When you execute the helm install command, the Helm client makes sure it has an up-to-date copy of the chart you’ve named by checking with the source repository. Then it uses the template to generate YAML configuration code, overriding default values from the chart’s values.yaml file with any values you’ve provided. It then uses the kubectl command to apply this configuration to your currently configured Kubernetes cluster.

If you’d like to see the configuration that a Helm chart will produce before applying it, you can use the handy template command. It supports the same syntax as the install command:

helm template mysql bitnami/mysql -f values.yaml

Running this command will produce quite a bit of output, so you may want to redirect it to a file (append > values-template.yaml to the command) so you can take a longer look. Alternatively, you can look at the copy we have saved in the source code repository.

You’ll notice that several types of resources are created, as summarized in Figure 4-3. Many of the resources shown have been discussed, including the StatefulSets for managing the primary and secondary replicas, each with its own service (the chart also creates headless services that are not shown in the figure). Each Pod has its own PersistentVolumeClaim that is mapped to a unique PersistentVolume.

Figure 4-3 also includes resource types we haven’t discussed previously. Notice first that each StatefulSet has an associated ConfigMap that is used to provide a common set of configuration settings to its Pods. Next, notice the Secret named mysql, which stores passwords needed for accessing various interfaces exposed by the database nodes. Finally, a ServiceAccount resource is applied to every Pod created by this Helm release.

Let’s focus on some interesting aspects of this deployment, including the usage of labels, ServiceAccounts, Secrets, and ConfigMaps.

Deploying MySQL using the Bitnami Helm chart
Figure 4-3. Deploying MySQL using the Bitnami Helm chart

Labels

If you look through the output from the helm template, you’ll notice that the resources have a common set of labels:

  labels:
    app.kubernetes.io/name: mysql
    helm.sh/chart: mysql-8.8.8
    app.kubernetes.io/instance: mysql
    app.kubernetes.io/managed-by: Helm

These labels help identify the resources as being part of the mysql application and indicate that they are managed by Helm using a specific chart version. The labels are useful for selecting resources, which is often useful in defining configurations for other resources.

ServiceAccounts

Kubernetes clusters make a distinction between human users and applications for access control purposes. A ServiceAccount is a Kubernetes resource that represents an application and what it is allowed to access. For example, a ServiceAccount may be given access to some portions of the Kubernetes API, or access to one or more secrets containing privileged information such as login credentials. This latter capability is used in your Helm installation of MySQL to share credentials between Pods.

## REQUIRED ACTIONS
**A.** Swap "longer look" for "closer look" and write out the Helm passage from "Running this command" up to and including "source code repository.".
**B.** Summarize the Helm passage in two sentences.

## SUPPLIED ENTRIES
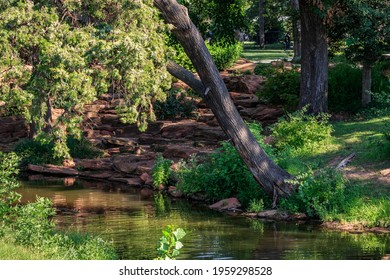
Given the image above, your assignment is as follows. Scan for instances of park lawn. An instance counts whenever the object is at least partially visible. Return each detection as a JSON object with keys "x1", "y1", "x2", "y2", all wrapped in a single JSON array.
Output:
[
  {"x1": 0, "y1": 240, "x2": 47, "y2": 260},
  {"x1": 241, "y1": 42, "x2": 293, "y2": 61},
  {"x1": 241, "y1": 49, "x2": 292, "y2": 61},
  {"x1": 302, "y1": 117, "x2": 390, "y2": 171}
]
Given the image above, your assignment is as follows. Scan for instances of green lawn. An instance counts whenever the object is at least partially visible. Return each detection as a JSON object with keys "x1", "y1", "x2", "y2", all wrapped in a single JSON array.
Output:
[
  {"x1": 303, "y1": 117, "x2": 390, "y2": 170},
  {"x1": 241, "y1": 42, "x2": 293, "y2": 61}
]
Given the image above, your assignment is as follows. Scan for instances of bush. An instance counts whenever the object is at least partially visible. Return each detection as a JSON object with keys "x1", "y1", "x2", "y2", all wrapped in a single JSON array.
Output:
[
  {"x1": 178, "y1": 142, "x2": 270, "y2": 208},
  {"x1": 0, "y1": 151, "x2": 21, "y2": 221},
  {"x1": 360, "y1": 91, "x2": 390, "y2": 118},
  {"x1": 14, "y1": 135, "x2": 102, "y2": 166},
  {"x1": 372, "y1": 60, "x2": 390, "y2": 94},
  {"x1": 254, "y1": 63, "x2": 281, "y2": 78},
  {"x1": 258, "y1": 70, "x2": 300, "y2": 110},
  {"x1": 280, "y1": 169, "x2": 345, "y2": 221},
  {"x1": 168, "y1": 38, "x2": 242, "y2": 72},
  {"x1": 328, "y1": 63, "x2": 362, "y2": 113},
  {"x1": 207, "y1": 42, "x2": 242, "y2": 70},
  {"x1": 271, "y1": 108, "x2": 333, "y2": 155},
  {"x1": 152, "y1": 154, "x2": 172, "y2": 189},
  {"x1": 153, "y1": 89, "x2": 196, "y2": 120}
]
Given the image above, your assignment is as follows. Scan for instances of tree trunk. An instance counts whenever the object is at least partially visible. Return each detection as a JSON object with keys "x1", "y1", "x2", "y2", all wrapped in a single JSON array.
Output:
[
  {"x1": 299, "y1": 0, "x2": 328, "y2": 114},
  {"x1": 291, "y1": 0, "x2": 302, "y2": 63},
  {"x1": 154, "y1": 0, "x2": 296, "y2": 202},
  {"x1": 43, "y1": 94, "x2": 54, "y2": 133},
  {"x1": 259, "y1": 0, "x2": 265, "y2": 49},
  {"x1": 362, "y1": 64, "x2": 372, "y2": 107}
]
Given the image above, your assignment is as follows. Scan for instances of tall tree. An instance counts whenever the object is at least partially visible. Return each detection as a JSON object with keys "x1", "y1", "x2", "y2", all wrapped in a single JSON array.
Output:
[
  {"x1": 0, "y1": 0, "x2": 170, "y2": 160},
  {"x1": 290, "y1": 0, "x2": 302, "y2": 63},
  {"x1": 299, "y1": 0, "x2": 328, "y2": 114},
  {"x1": 154, "y1": 0, "x2": 296, "y2": 201},
  {"x1": 335, "y1": 0, "x2": 390, "y2": 107},
  {"x1": 259, "y1": 0, "x2": 265, "y2": 49}
]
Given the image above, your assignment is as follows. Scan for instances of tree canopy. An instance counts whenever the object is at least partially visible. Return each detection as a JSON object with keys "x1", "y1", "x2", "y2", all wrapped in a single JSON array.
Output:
[{"x1": 0, "y1": 0, "x2": 170, "y2": 159}]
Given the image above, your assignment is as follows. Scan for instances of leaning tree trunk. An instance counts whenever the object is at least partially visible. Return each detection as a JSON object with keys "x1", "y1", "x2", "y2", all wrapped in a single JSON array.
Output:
[
  {"x1": 299, "y1": 0, "x2": 328, "y2": 114},
  {"x1": 291, "y1": 0, "x2": 302, "y2": 63},
  {"x1": 154, "y1": 0, "x2": 296, "y2": 202},
  {"x1": 259, "y1": 0, "x2": 265, "y2": 49},
  {"x1": 362, "y1": 64, "x2": 372, "y2": 107}
]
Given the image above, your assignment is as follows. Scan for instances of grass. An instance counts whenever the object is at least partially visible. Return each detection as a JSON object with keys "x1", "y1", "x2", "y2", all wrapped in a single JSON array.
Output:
[
  {"x1": 301, "y1": 117, "x2": 390, "y2": 171},
  {"x1": 241, "y1": 43, "x2": 293, "y2": 61},
  {"x1": 0, "y1": 240, "x2": 47, "y2": 260}
]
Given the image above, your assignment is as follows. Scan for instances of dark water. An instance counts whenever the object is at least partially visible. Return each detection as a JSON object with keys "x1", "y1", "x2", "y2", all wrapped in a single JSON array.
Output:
[{"x1": 19, "y1": 181, "x2": 390, "y2": 260}]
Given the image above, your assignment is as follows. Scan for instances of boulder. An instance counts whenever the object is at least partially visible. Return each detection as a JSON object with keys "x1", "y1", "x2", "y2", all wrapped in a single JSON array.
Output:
[
  {"x1": 168, "y1": 186, "x2": 183, "y2": 198},
  {"x1": 223, "y1": 75, "x2": 265, "y2": 94},
  {"x1": 76, "y1": 158, "x2": 112, "y2": 170},
  {"x1": 209, "y1": 197, "x2": 241, "y2": 211},
  {"x1": 163, "y1": 145, "x2": 203, "y2": 159},
  {"x1": 257, "y1": 210, "x2": 307, "y2": 221},
  {"x1": 27, "y1": 164, "x2": 79, "y2": 176},
  {"x1": 108, "y1": 177, "x2": 142, "y2": 188},
  {"x1": 230, "y1": 92, "x2": 259, "y2": 108}
]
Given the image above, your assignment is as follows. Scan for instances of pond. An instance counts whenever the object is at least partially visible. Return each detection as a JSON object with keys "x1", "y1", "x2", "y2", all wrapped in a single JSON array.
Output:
[{"x1": 19, "y1": 179, "x2": 390, "y2": 260}]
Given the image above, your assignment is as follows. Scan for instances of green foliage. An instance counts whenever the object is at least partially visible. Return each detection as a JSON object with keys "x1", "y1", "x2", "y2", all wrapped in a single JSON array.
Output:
[
  {"x1": 0, "y1": 151, "x2": 21, "y2": 220},
  {"x1": 328, "y1": 63, "x2": 362, "y2": 113},
  {"x1": 168, "y1": 38, "x2": 242, "y2": 71},
  {"x1": 248, "y1": 199, "x2": 264, "y2": 213},
  {"x1": 0, "y1": 0, "x2": 170, "y2": 143},
  {"x1": 15, "y1": 134, "x2": 102, "y2": 166},
  {"x1": 280, "y1": 169, "x2": 345, "y2": 221},
  {"x1": 254, "y1": 63, "x2": 280, "y2": 78},
  {"x1": 179, "y1": 0, "x2": 250, "y2": 42},
  {"x1": 207, "y1": 41, "x2": 242, "y2": 70},
  {"x1": 157, "y1": 225, "x2": 186, "y2": 260},
  {"x1": 258, "y1": 70, "x2": 300, "y2": 110},
  {"x1": 152, "y1": 154, "x2": 172, "y2": 189},
  {"x1": 153, "y1": 89, "x2": 196, "y2": 120},
  {"x1": 178, "y1": 142, "x2": 269, "y2": 207},
  {"x1": 271, "y1": 108, "x2": 333, "y2": 152}
]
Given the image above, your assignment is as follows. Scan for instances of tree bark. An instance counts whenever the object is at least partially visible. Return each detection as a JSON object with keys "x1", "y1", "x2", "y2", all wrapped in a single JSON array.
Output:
[
  {"x1": 259, "y1": 0, "x2": 265, "y2": 49},
  {"x1": 154, "y1": 0, "x2": 296, "y2": 201},
  {"x1": 299, "y1": 0, "x2": 328, "y2": 114},
  {"x1": 291, "y1": 0, "x2": 302, "y2": 63},
  {"x1": 362, "y1": 64, "x2": 372, "y2": 107}
]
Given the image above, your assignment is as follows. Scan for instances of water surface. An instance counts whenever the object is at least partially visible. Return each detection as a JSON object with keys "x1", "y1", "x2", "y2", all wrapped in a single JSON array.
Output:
[{"x1": 19, "y1": 180, "x2": 390, "y2": 260}]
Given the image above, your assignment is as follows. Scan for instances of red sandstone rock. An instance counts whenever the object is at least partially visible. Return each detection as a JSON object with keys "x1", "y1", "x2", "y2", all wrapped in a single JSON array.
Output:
[{"x1": 209, "y1": 197, "x2": 241, "y2": 211}]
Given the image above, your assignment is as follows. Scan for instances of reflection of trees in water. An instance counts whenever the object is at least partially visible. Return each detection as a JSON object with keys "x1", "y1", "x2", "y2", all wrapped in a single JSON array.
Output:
[
  {"x1": 253, "y1": 223, "x2": 390, "y2": 260},
  {"x1": 19, "y1": 180, "x2": 390, "y2": 259}
]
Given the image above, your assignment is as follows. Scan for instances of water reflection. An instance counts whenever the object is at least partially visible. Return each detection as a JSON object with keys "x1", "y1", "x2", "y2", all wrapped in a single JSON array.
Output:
[{"x1": 20, "y1": 181, "x2": 390, "y2": 259}]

## ANSWERS TO EACH TASK
**A.**
Running this command will produce quite a bit of output, so you may want to redirect it to a file (append > values-template.yaml to the command) so you can take a closer look. Alternatively, you can look at the copy we have saved in the source code repository.

**B.** When helm install runs, the Helm client checks the source repository for a current copy of the chart, generates YAML configuration from the template with any provided values overriding the chart's defaults, and applies that configuration to the configured Kubernetes cluster with kubectl. The helm template command shows this configuration beforehand, including StatefulSets, services, PersistentVolumeClaims, ConfigMaps, a Secret named mysql and a ServiceAccount, all carrying a common set of labels that mark them as part of the mysql application managed by Helm.